* [STATED EXERCISE]: Convert every line of the records into a JSON list of strings, with one string for each line and blank lines omitted.

— BEGIN AVAILABLE DATA —

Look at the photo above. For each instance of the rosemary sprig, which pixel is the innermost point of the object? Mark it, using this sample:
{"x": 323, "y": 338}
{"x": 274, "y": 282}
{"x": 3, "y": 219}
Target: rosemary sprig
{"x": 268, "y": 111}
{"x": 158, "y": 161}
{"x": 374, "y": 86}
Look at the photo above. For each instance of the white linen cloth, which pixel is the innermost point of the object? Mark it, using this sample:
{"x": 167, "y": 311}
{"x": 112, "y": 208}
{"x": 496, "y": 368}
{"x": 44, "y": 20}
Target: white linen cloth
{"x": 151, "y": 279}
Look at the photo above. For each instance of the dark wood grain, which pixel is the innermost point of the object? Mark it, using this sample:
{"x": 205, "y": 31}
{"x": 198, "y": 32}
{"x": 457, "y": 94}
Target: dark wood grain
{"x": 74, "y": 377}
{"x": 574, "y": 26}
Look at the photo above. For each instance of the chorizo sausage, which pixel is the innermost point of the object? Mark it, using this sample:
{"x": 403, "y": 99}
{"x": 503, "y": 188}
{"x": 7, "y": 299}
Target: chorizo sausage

— END AVAILABLE DATA —

* [FULL SOLUTION]:
[
  "Look at the photo above. For each instance of the rosemary sprig, which pixel is the innermost point of the object? Mark it, using this sample:",
  "{\"x\": 323, \"y\": 338}",
  "{\"x\": 274, \"y\": 282}",
  "{\"x\": 3, \"y\": 219}",
  "Target: rosemary sprig",
  "{\"x\": 268, \"y\": 111}",
  "{\"x\": 158, \"y\": 161}",
  "{\"x\": 374, \"y\": 86}",
  "Look at the photo above. For each instance of the white linen cloth, which pixel is the innermost point of the object? Mark it, using this sample:",
  "{\"x\": 167, \"y\": 311}",
  "{\"x\": 112, \"y\": 208}",
  "{\"x\": 496, \"y\": 368}",
  "{\"x\": 44, \"y\": 20}",
  "Target: white linen cloth",
  "{\"x\": 151, \"y\": 279}",
  "Look at the photo above. For each instance of the dark wood grain, which pixel is the innermost point of the object? Mark it, using this sample:",
  "{\"x\": 205, \"y\": 31}",
  "{\"x\": 198, \"y\": 32}",
  "{\"x\": 457, \"y\": 94}",
  "Target: dark wood grain",
  "{\"x\": 74, \"y\": 377}",
  "{\"x\": 574, \"y\": 26}",
  "Look at the photo above. For each instance of the chorizo sausage, which pixel is the innermost point of the object? Mark it, using this sample:",
  "{\"x\": 403, \"y\": 99}",
  "{\"x\": 503, \"y\": 188}",
  "{\"x\": 7, \"y\": 299}",
  "Target: chorizo sausage"
]